- INPUT DATA
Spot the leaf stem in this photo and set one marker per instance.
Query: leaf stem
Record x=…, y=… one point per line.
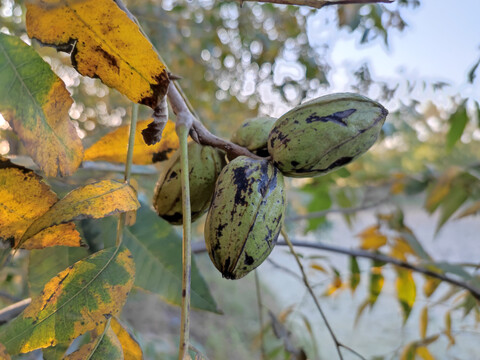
x=182, y=132
x=128, y=169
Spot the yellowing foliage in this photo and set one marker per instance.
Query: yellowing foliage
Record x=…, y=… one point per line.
x=113, y=146
x=107, y=43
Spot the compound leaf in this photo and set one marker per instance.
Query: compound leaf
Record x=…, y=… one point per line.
x=113, y=146
x=35, y=102
x=104, y=42
x=75, y=301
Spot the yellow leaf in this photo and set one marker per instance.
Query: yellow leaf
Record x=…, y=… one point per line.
x=424, y=322
x=23, y=198
x=423, y=352
x=319, y=268
x=406, y=291
x=3, y=353
x=372, y=239
x=131, y=348
x=104, y=42
x=104, y=346
x=113, y=146
x=97, y=200
x=35, y=102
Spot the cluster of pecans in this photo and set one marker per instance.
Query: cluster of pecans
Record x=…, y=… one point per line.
x=248, y=204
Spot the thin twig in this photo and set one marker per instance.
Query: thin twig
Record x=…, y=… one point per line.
x=338, y=344
x=200, y=248
x=318, y=4
x=12, y=311
x=352, y=210
x=260, y=316
x=182, y=132
x=128, y=169
x=198, y=132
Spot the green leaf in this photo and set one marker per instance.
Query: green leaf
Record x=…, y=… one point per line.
x=157, y=250
x=354, y=273
x=75, y=301
x=46, y=263
x=450, y=203
x=458, y=120
x=35, y=102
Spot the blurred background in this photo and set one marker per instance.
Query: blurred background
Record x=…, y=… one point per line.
x=420, y=59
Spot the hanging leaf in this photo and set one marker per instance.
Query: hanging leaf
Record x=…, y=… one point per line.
x=424, y=322
x=130, y=346
x=23, y=198
x=104, y=42
x=35, y=102
x=372, y=238
x=458, y=120
x=55, y=352
x=354, y=273
x=113, y=146
x=75, y=301
x=97, y=200
x=157, y=251
x=376, y=282
x=46, y=263
x=104, y=346
x=406, y=291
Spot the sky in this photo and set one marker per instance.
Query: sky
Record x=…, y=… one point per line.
x=441, y=42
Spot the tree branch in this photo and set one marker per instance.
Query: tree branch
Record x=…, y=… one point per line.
x=199, y=248
x=318, y=4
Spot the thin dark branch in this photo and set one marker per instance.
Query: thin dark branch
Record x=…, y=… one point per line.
x=199, y=247
x=318, y=4
x=353, y=210
x=12, y=311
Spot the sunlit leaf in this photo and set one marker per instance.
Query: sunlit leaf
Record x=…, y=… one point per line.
x=354, y=273
x=448, y=328
x=157, y=250
x=97, y=200
x=104, y=346
x=113, y=146
x=424, y=322
x=23, y=198
x=3, y=353
x=424, y=353
x=75, y=301
x=473, y=209
x=104, y=42
x=46, y=263
x=430, y=286
x=55, y=352
x=458, y=120
x=376, y=282
x=406, y=291
x=35, y=102
x=372, y=239
x=130, y=346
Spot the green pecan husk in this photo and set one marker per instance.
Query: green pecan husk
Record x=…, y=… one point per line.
x=205, y=164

- ACTIVITY
Repeat, word for word, each of the records, omitting any image they hold.

- WRITTEN RESPONSE
Spot the leaf stem in this photo and set one marker per instance.
Query: leaf stem
Record x=…, y=… one point per line.
x=182, y=132
x=128, y=169
Spot the yellowing foliage in this photo and set one marker per instance.
Query: yellowing foliage
Record x=…, y=… one point per line.
x=113, y=146
x=107, y=43
Spot the compound leaf in this photo and set one marker per instance.
Query: compound leaf
Record x=…, y=… one point per line.
x=113, y=146
x=35, y=102
x=104, y=42
x=75, y=301
Spot the yellow leaf in this photo and set one marker per instance.
Query: yellow leaf
Record x=…, y=… one point per line.
x=424, y=322
x=23, y=198
x=423, y=352
x=319, y=268
x=406, y=291
x=3, y=353
x=372, y=239
x=131, y=348
x=104, y=42
x=104, y=346
x=113, y=146
x=97, y=200
x=35, y=102
Spot the cluster of pecans in this photo and set one marker per instance.
Query: cluster of pecans
Record x=…, y=… one point per line.
x=248, y=204
Spot the thin twig in this photo and set one marker per instance.
Query: thin twig
Record x=…, y=… one point per line.
x=338, y=344
x=200, y=248
x=318, y=4
x=12, y=311
x=352, y=210
x=260, y=316
x=182, y=132
x=128, y=169
x=198, y=132
Spot the green leaf in this photo and set one marker per instance.
Query: green leaf
Record x=…, y=… one point per line.
x=157, y=250
x=354, y=273
x=75, y=301
x=46, y=263
x=450, y=203
x=458, y=120
x=35, y=102
Spot the blurred background in this photo and set one marker per instance.
Query: blurred background
Record x=…, y=… one point per line.
x=420, y=59
Spot the hanging leaf in this photo and set one marker per instance.
Query: hanging leaf
Record x=…, y=… one point per line.
x=424, y=322
x=130, y=346
x=23, y=198
x=104, y=42
x=35, y=102
x=372, y=238
x=458, y=120
x=55, y=352
x=354, y=273
x=113, y=146
x=75, y=301
x=97, y=200
x=157, y=251
x=376, y=282
x=46, y=263
x=104, y=346
x=406, y=291
Spot the sky in this photo and set one marker per instance.
Query: sky
Record x=…, y=… one point per line.
x=441, y=42
Spot the tree branch in this photo and set one marker per instance.
Query: tree branch
Record x=…, y=… one point per line.
x=199, y=248
x=318, y=4
Spot the thin dark branch in this photo and set one marker per instance.
Query: thin dark branch
Record x=…, y=… one point per line.
x=199, y=247
x=318, y=4
x=353, y=210
x=12, y=311
Spot the sunlit leaf in this photo and set one marker per instance.
Query: sunlit leaf
Record x=…, y=… one point per line.
x=354, y=273
x=448, y=328
x=157, y=250
x=97, y=200
x=104, y=346
x=113, y=146
x=424, y=322
x=23, y=198
x=3, y=353
x=424, y=353
x=75, y=301
x=473, y=209
x=104, y=42
x=46, y=263
x=430, y=286
x=55, y=352
x=458, y=120
x=376, y=282
x=406, y=291
x=35, y=102
x=372, y=239
x=130, y=346
Spot the green pecan husk in this photo and set one marker per instance.
Query: green pecan husk
Record x=…, y=… one point per line.
x=205, y=164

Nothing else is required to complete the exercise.